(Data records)
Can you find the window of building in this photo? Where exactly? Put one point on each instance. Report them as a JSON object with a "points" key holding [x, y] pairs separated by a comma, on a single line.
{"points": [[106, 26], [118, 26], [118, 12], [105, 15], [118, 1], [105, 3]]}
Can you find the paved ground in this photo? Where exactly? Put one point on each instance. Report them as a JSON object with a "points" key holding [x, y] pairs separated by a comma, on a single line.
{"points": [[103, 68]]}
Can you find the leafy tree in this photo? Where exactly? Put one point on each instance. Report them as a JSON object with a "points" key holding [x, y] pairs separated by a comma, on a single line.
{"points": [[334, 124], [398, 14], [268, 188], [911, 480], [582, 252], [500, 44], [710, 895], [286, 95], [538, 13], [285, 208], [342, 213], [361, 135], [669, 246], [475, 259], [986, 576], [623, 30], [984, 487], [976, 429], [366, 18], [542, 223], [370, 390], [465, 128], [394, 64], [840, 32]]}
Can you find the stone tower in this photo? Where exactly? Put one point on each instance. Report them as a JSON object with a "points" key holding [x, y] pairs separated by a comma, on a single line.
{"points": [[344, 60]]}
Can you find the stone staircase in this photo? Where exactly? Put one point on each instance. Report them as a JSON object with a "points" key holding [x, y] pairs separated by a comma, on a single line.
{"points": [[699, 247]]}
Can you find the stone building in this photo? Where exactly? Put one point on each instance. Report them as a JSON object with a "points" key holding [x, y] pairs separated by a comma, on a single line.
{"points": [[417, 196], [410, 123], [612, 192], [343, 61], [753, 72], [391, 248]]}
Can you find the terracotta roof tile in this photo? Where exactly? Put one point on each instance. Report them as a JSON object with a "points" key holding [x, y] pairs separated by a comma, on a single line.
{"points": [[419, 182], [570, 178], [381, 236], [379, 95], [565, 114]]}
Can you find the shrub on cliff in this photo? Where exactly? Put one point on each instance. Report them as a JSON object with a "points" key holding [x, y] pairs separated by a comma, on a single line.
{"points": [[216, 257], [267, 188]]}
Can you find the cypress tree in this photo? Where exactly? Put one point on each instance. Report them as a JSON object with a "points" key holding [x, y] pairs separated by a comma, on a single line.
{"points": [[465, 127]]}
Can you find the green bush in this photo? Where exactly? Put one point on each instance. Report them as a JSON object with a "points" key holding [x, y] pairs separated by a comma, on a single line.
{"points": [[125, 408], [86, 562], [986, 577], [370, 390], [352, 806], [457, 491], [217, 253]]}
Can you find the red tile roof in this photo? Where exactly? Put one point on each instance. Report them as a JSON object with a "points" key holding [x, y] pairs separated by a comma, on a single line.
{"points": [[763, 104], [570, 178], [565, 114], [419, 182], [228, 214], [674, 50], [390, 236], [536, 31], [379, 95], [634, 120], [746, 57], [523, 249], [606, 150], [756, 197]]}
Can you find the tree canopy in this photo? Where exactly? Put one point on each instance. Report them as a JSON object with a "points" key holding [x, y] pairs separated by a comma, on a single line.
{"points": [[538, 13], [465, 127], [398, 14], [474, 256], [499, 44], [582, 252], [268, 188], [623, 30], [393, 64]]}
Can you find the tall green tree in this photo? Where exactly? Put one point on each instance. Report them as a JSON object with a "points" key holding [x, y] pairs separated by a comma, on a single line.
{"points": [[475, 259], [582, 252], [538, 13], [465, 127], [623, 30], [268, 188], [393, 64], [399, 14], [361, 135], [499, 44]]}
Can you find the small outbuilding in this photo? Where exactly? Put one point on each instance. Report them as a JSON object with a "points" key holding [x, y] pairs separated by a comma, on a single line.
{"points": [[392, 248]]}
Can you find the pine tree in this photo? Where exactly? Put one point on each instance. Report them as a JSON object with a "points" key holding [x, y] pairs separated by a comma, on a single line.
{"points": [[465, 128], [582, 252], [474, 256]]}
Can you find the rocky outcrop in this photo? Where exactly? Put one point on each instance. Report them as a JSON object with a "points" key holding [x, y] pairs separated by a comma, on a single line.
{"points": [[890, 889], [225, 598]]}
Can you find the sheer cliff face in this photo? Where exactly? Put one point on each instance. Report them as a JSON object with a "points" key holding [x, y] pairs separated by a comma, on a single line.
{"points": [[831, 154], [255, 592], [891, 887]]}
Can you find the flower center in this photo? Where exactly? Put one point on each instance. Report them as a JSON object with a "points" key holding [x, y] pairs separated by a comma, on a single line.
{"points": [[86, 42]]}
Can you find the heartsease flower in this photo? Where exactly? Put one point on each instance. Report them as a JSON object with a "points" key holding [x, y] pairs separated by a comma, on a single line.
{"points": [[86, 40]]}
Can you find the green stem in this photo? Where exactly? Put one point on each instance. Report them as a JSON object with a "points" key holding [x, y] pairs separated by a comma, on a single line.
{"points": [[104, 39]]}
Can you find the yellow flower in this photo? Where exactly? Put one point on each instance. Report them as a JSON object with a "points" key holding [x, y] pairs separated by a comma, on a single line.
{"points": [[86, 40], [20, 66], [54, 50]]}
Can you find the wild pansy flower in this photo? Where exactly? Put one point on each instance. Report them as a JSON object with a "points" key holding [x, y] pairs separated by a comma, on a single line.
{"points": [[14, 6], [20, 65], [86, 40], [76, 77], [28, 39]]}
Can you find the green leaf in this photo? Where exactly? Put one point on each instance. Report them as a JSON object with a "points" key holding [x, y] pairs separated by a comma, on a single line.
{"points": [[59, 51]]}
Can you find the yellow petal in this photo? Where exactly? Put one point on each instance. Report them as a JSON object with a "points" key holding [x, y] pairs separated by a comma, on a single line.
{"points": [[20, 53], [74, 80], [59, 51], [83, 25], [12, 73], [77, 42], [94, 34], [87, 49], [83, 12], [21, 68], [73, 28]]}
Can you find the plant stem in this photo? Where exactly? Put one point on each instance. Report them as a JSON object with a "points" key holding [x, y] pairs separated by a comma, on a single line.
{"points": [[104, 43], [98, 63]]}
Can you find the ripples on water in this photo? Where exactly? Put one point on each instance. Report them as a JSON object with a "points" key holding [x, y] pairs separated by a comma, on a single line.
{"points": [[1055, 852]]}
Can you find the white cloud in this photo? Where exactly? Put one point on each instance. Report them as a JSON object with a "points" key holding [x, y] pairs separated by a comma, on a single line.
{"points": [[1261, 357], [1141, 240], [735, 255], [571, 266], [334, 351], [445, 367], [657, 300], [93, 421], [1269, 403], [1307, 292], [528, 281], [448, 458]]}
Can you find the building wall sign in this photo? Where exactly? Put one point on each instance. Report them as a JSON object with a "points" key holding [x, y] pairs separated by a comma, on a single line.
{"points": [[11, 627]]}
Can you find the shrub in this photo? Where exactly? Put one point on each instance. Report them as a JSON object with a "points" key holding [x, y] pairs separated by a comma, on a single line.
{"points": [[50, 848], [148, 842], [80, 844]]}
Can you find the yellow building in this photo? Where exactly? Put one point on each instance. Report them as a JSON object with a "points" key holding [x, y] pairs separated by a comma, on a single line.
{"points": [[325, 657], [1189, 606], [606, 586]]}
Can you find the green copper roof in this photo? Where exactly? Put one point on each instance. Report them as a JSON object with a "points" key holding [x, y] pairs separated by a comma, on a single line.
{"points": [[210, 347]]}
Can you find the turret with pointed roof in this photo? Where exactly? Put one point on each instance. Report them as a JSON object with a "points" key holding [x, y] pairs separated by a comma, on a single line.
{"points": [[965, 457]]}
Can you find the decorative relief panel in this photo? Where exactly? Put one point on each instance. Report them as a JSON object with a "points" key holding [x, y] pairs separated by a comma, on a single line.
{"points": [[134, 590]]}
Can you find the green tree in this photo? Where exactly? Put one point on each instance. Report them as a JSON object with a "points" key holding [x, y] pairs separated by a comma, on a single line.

#### THE PROBLEM:
Rewrite all the items above, replacing "single line" with "one line" and leaving everything else unchanged.

#### RESPONSE FOR THIS EXERCISE:
Can you find the window of building in this photo? Where exactly? Put one point on each instance. Report them as a JSON object with a "points" key holding [x, y] pairs separated by a comma, on a one line.
{"points": [[106, 26], [118, 26], [118, 12], [105, 15], [118, 1], [105, 3]]}
Can you find the paved ground in this photo? Where exactly? Put one point on each instance. Report them as a JSON object with a "points" key holding [x, y] pairs separated by a comma, on a one line.
{"points": [[103, 68]]}
Can you find the leafy tree in this photo? Where exactly? Put one point on each instance. Report them as a JSON object with a "points" key holding [x, y] pairs separated by a comma, on a one line.
{"points": [[334, 124], [398, 14], [268, 188], [911, 480], [582, 252], [500, 44], [710, 895], [286, 95], [538, 13], [285, 208], [342, 213], [361, 135], [669, 246], [475, 259], [986, 576], [623, 30], [984, 487], [976, 429], [366, 18], [542, 223], [370, 390], [465, 128], [394, 64], [840, 32]]}
Can you find the stone tower in this photo? Where exactly? Put one point on each instance. Report them as a JSON object with a "points" key holding [x, y] pairs separated by a comma, on a one line.
{"points": [[344, 60]]}
Can you find the stone staircase in this photo? Where exactly? Put one point on each instance. Report them as a JSON object with a "points" key holding [x, y] pairs separated by a comma, on a one line.
{"points": [[699, 247]]}
Can you find the stone building in this photo? Where exactly? Put one point on each instance. Report them as a JSON object with a "points" key holding [x, y] pairs separated by a comma, on a one line.
{"points": [[417, 196], [410, 123], [612, 192], [343, 61], [753, 72], [391, 248]]}
Can you find the terracotta roof tile in this photo? Where exactly? Put one point on each instance. Report them as a JSON object with a "points" key holding [x, y] pairs separated by a comma, on a one line.
{"points": [[419, 182], [570, 178], [381, 236], [379, 95], [565, 114]]}
Can you find the shrub on cliff in this photo? Where exactly? Put one point on each instance. Report them as a JSON object with a "points" key holding [x, y] pairs separated by a comma, on a one line.
{"points": [[216, 257], [267, 188]]}
Can you find the cypress tree in this photo? Where exactly? Put one point on each instance. Report them as a JSON object with a "points" key holding [x, y] pairs separated by a comma, on a one line.
{"points": [[465, 127]]}
Can you find the green bush in this photo? Where exactly? Put one point on each instance. Report them as a JSON object with a "points" key holding [x, y] pairs separated by a comma, on a one line.
{"points": [[125, 408], [86, 562], [986, 577], [370, 390], [352, 806], [457, 491], [217, 253]]}
Can you find the red tile roof in this photo? Where exactly? Put one point on each instance. Report them as a JSON object with a "points" key holding [x, y] pairs separated by a comma, on a one line.
{"points": [[763, 104], [570, 178], [565, 114], [419, 182], [228, 214], [674, 50], [390, 236], [536, 31], [379, 95], [634, 120], [746, 57], [523, 249], [606, 150], [756, 197]]}
Can you find the tree canopy in this photo? Where exactly? Put one point on each instance. Report them as a JSON object with a "points" key holding [x, y] pairs separated by a comma, on a one line.
{"points": [[538, 13], [465, 127], [398, 14], [474, 256], [499, 44], [582, 252], [268, 188], [623, 30], [393, 64]]}
Can you find the tall green tree in this photo? Where exactly? Put one point on each instance. Report them as a JSON object with a "points" key holding [x, y] pairs separated by a comma, on a one line.
{"points": [[475, 259], [582, 252], [538, 13], [465, 127], [623, 30], [268, 188], [393, 64], [399, 14], [361, 135], [499, 44]]}
Can you find the small outbuilding in this photo? Where exactly? Put one point on each instance. Report them as a JSON object with a "points" key holding [x, y] pairs separated by a comma, on a one line.
{"points": [[392, 248]]}
Can you find the pine tree in this photo? Where exactly? Put one point on each instance. Report them as a JSON object with a "points" key holding [x, y] pairs separated by a comma, on a one line.
{"points": [[465, 128], [582, 252], [474, 256]]}
Can you find the rocky outcrop in this photo? Where exactly? Put one point on each instance. Report them as a JSON object with a "points" key holding [x, y] pairs separated by a comma, on a one line.
{"points": [[890, 889], [225, 598]]}
Can you find the sheer cliff face in this photo? Where exactly? Put one point on each instance. Report them as a JSON object with a "points" key holding [x, y] pairs separated by a comma, on a one line.
{"points": [[831, 154], [255, 592], [891, 887]]}
Can you find the flower center in this photo? Where exactly? Put one point on each instance. Report them as a JSON object with a "points" key holding [x, y] pairs separated by a comma, on a one line.
{"points": [[86, 42]]}
Can you find the heartsease flower in this photo? Where exactly? Put one point on each instance. Report them as a JSON object with a "points" key holding [x, y] pairs separated by a comma, on a one line.
{"points": [[86, 40]]}
Can you find the green stem in this photo? Where exactly? Put one point on each instance. Report them as a JSON object with a "points" key holding [x, y] pairs separated by a comma, on a one line.
{"points": [[104, 39]]}
Can you find the yellow flower in this photo? Where exactly? Put one point on each instance. Report them as a JSON object with a "points" key holding [x, y] pairs separated by a comma, on a one line.
{"points": [[86, 40], [20, 66], [54, 50]]}
Can you find the wild pansy flower in this photo? Where exactly? Put one point on each instance. Report them as a JSON object with a "points" key holding [x, y] pairs separated by a comma, on a one line.
{"points": [[14, 6], [20, 65], [86, 40], [76, 77], [28, 39]]}
Can you find the green leaf in this photo? Where exactly? Put one point on each instance. Report them as a JSON object with a "points" key holding [x, y] pairs separated by a comma, on a one line.
{"points": [[59, 51]]}
Can you find the yellow petal in this photo? Where exactly? Put one point on each instance. Report them as a JSON object with a "points" key holding [x, y] pairs separated by a comma, on a one line.
{"points": [[20, 53], [74, 80], [59, 51], [83, 25], [12, 73], [77, 42], [94, 34], [87, 49], [83, 12], [21, 68], [73, 28]]}
Can you find the plant stem in this photo? Where exactly? Put one point on each instance. Report them as a JSON object with a "points" key holding [x, y] pairs separated by a comma, on a one line.
{"points": [[104, 43], [98, 63]]}
Can you find the ripples on water in this photo? Where exactly? Put one point on each instance. Report them as a JSON object with a "points" key holding [x, y] pairs separated by a comma, on a one line.
{"points": [[1055, 852]]}
Can you find the white cloud in this photo? Where exactly? Put one point on each instance. Report them as a JSON object with a "points" key holding [x, y] pairs separated by a comma, on a one line.
{"points": [[1261, 357], [1141, 240], [735, 255], [571, 266], [334, 351], [445, 367], [657, 300], [93, 421], [1269, 403], [1307, 292], [528, 281], [448, 458]]}
Can you find the building wall sign in this photo? Where exactly? Put one point on each instance. Report them as a JSON object with a "points" key holding [x, y] pairs separated by a comma, on a one line.
{"points": [[11, 627]]}
Can you find the shrub in this photo? Where exactly? Put one point on each instance. Report them as a JSON object with a "points" key holding [x, y] pairs separated by a comma, on a one line.
{"points": [[50, 848], [148, 842], [80, 844]]}
Can you find the yellow building in this photo? Where exactly? Put one point on each instance. Report them as a JSON object with a "points" key holding [x, y] pairs separated by a comma, on a one line.
{"points": [[325, 657], [1189, 606], [606, 586]]}
Can you find the green copper roof in this photo? Where exactly? Put one point on each instance. Report them as a JSON object with a "points" key holding [x, y] pairs separated by a comma, on a one line.
{"points": [[210, 347]]}
Can you find the turret with pointed roof in this photo? Where exactly? Put one point on each instance. Report them as a JSON object with a "points" key holding [x, y] pairs separated by a comma, on a one line.
{"points": [[965, 457]]}
Can you find the decorative relief panel in this photo? Where exactly? Put one point on each instance. Report them as a JSON object with a "points" key holding [x, y] pairs separated by a comma, on a one line.
{"points": [[134, 590]]}
Can you find the green tree in this photo? Where exactly? Put one point on each instance. Report them as a JSON object with a "points" key holding [x, y] pairs separated by a comma, on a one line.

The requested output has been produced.